> **Required work**: Copy out all of the records below with "job_type" substituted for every "work_item" and nothing else changed. Leave the pictures out.

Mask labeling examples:

· · · · ·

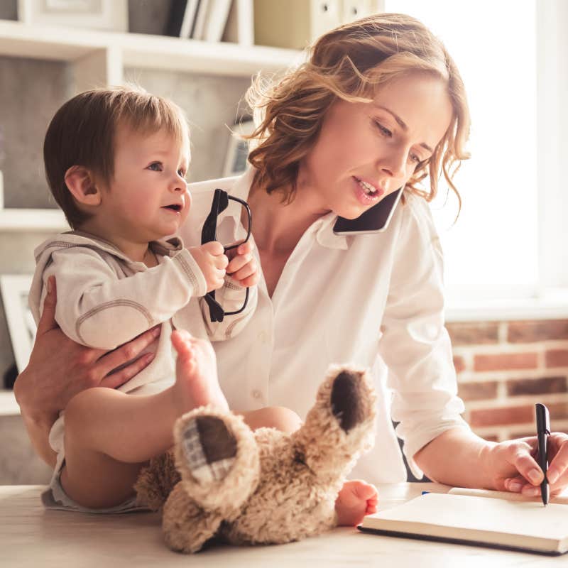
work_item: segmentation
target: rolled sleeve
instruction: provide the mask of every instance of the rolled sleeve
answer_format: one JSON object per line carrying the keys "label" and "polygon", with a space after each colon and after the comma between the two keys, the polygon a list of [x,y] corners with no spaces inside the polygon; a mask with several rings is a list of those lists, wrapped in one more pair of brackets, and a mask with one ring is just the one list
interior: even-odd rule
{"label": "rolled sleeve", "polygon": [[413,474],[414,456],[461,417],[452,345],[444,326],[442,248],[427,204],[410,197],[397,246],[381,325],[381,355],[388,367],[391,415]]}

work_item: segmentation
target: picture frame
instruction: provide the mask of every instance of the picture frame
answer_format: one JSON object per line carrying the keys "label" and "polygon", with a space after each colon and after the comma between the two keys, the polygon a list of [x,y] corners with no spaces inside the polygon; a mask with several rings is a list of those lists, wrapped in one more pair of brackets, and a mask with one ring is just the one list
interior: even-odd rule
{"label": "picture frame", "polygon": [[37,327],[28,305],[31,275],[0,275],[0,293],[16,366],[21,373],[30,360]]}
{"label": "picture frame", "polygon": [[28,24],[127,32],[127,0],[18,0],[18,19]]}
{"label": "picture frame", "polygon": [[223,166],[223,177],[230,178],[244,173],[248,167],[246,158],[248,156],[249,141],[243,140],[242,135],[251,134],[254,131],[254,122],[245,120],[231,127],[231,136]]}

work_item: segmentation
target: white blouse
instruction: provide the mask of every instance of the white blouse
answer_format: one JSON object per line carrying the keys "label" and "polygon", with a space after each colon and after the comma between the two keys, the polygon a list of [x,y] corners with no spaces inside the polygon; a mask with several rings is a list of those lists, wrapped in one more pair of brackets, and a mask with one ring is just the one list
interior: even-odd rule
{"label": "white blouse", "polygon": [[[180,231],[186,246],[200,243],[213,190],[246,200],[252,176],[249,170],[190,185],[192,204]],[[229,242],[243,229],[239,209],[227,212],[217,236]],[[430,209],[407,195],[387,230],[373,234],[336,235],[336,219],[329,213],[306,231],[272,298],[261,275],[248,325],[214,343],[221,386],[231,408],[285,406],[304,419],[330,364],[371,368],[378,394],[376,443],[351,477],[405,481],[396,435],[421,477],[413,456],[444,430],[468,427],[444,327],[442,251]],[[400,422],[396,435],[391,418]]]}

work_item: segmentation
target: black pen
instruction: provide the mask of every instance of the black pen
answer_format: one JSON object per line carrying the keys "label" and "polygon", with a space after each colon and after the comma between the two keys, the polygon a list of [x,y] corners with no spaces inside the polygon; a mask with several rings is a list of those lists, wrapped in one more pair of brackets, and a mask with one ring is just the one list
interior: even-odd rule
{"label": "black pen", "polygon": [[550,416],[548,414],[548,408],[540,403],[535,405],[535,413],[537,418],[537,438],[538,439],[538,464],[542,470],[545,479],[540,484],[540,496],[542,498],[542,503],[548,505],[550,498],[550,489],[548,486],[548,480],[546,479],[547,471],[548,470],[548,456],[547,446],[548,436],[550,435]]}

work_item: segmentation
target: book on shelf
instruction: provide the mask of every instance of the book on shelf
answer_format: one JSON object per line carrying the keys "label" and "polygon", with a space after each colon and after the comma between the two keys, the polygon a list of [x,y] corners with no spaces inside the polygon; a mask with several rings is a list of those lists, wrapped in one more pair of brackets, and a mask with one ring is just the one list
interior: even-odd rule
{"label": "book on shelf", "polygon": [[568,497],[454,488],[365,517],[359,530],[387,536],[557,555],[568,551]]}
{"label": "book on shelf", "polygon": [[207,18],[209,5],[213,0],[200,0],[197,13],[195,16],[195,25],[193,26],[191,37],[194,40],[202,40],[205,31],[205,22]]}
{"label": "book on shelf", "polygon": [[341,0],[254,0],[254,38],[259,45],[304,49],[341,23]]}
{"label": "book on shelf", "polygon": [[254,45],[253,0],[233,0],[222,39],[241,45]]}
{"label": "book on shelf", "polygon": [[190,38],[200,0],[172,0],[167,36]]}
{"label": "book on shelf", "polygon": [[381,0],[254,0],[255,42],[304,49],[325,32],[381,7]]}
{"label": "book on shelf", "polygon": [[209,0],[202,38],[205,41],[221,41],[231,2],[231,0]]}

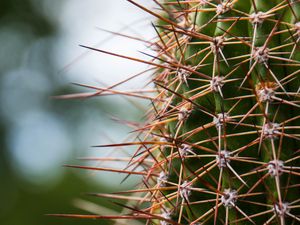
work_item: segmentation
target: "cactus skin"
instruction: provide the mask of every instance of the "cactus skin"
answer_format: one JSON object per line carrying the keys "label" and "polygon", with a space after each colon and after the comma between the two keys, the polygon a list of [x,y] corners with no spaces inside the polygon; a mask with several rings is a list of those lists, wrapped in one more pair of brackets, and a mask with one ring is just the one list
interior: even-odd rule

· · · · ·

> **Answer for the task**:
job_type: segmentation
target: rolled sleeve
instruction: provide the mask of every instance of the rolled sleeve
answer_format: one JSON object per line carrying the keys "label" and "polygon", with a space after each colon and after the comma between the two keys, the polygon a list of [x,y] corners with no spaces inside the polygon; a mask with several rings is a list of those lists, wrapped in one more pair of brackets, and a mask with one ring is just the one list
interior: even-odd rule
{"label": "rolled sleeve", "polygon": [[413,474],[414,456],[461,417],[452,345],[444,326],[442,248],[427,204],[410,197],[397,246],[381,325],[381,355],[388,367],[391,415]]}

job_type: segmentation
target: picture frame
instruction: provide the mask of every instance of the picture frame
answer_format: one JSON object per line carrying the keys "label" and "polygon", with a space after each colon and after the comma between the two keys, the polygon a list of [x,y] corners with no spaces inside the polygon; a mask with several rings is a list of those lists, wrapped in one more pair of brackets, and a mask with one ring is just the one list
interior: even-odd rule
{"label": "picture frame", "polygon": [[37,327],[28,305],[31,275],[0,275],[0,293],[16,366],[21,373],[30,360]]}
{"label": "picture frame", "polygon": [[28,24],[127,32],[127,0],[18,0],[18,19]]}
{"label": "picture frame", "polygon": [[223,166],[223,177],[230,178],[244,173],[248,167],[246,158],[248,156],[249,141],[243,140],[242,135],[251,134],[254,131],[254,122],[245,120],[231,127],[231,136]]}

job_type: segmentation
target: white blouse
instruction: provide the mask of every instance of the white blouse
answer_format: one JSON object per line carrying the keys "label" and "polygon", with a space after each colon and after the comma between the two keys, the polygon a list of [x,y] corners with no spaces inside the polygon; a mask with several rings is a list of those lists, wrapped in one more pair of brackets, and a mask with one ring is just the one list
interior: even-odd rule
{"label": "white blouse", "polygon": [[[180,231],[186,246],[200,243],[213,190],[246,200],[252,176],[249,170],[190,185],[192,204]],[[229,242],[243,229],[239,209],[227,212],[217,236]],[[430,209],[407,195],[387,230],[373,234],[336,235],[336,219],[329,213],[306,231],[272,298],[261,275],[248,325],[214,343],[221,386],[231,408],[285,406],[304,419],[330,364],[371,368],[378,394],[376,443],[351,477],[405,481],[396,435],[421,477],[413,456],[444,430],[468,427],[444,327],[442,251]],[[400,422],[396,435],[391,418]]]}

job_type: segmentation
target: black pen
instruction: provide the mask of every instance of the black pen
answer_format: one JSON object per line carrying the keys "label" and "polygon", with a space after each colon and after the comma between the two keys, the polygon a list of [x,y] corners with no spaces inside the polygon; a mask with several rings is a list of those lists, wrapped in one more pair of brackets, and a mask with one ring is just the one list
interior: even-odd rule
{"label": "black pen", "polygon": [[550,416],[548,414],[548,408],[540,403],[535,405],[535,413],[537,418],[537,438],[538,439],[538,464],[542,470],[545,479],[540,484],[540,496],[542,498],[542,503],[548,505],[550,498],[550,489],[548,486],[548,480],[546,479],[547,471],[548,470],[548,456],[547,446],[548,436],[550,435]]}

job_type: segmentation
target: book on shelf
instruction: provide the mask of every instance of the book on shelf
answer_format: one JSON object per line carrying the keys "label" and "polygon", with a space after each colon and after the comma between the two keys, the polygon a list of [x,y] corners with no spaces inside the polygon; a mask with several rings is a list of those lists, wrapped in one more pair of brackets, and a mask with one ring is just the one list
interior: even-odd rule
{"label": "book on shelf", "polygon": [[568,497],[454,488],[365,517],[359,530],[387,536],[557,555],[568,551]]}
{"label": "book on shelf", "polygon": [[207,18],[209,5],[213,0],[200,0],[197,13],[195,16],[195,25],[193,26],[191,37],[194,40],[202,40],[205,31],[205,22]]}
{"label": "book on shelf", "polygon": [[341,0],[254,0],[254,38],[259,45],[304,49],[341,23]]}
{"label": "book on shelf", "polygon": [[254,45],[253,0],[233,0],[222,39],[241,45]]}
{"label": "book on shelf", "polygon": [[190,38],[200,0],[172,0],[167,36]]}
{"label": "book on shelf", "polygon": [[381,0],[254,0],[255,42],[304,49],[325,32],[381,7]]}
{"label": "book on shelf", "polygon": [[209,0],[202,38],[205,41],[221,41],[231,2],[231,0]]}

job_type: segmentation
target: "cactus skin"
instruction: provide the mask of every instance of the "cactus skin"
answer_format: one JSON object per line carrying the keys "label" and "polygon", with a space after each colon and after the comma between the two keys, the polygon a list of [x,y] corners with no spaces inside the polygon; a mask with several rings is a list of those lists, wrapped in one more pair of brackets, and a mask with one ring is just the one list
interior: even-odd rule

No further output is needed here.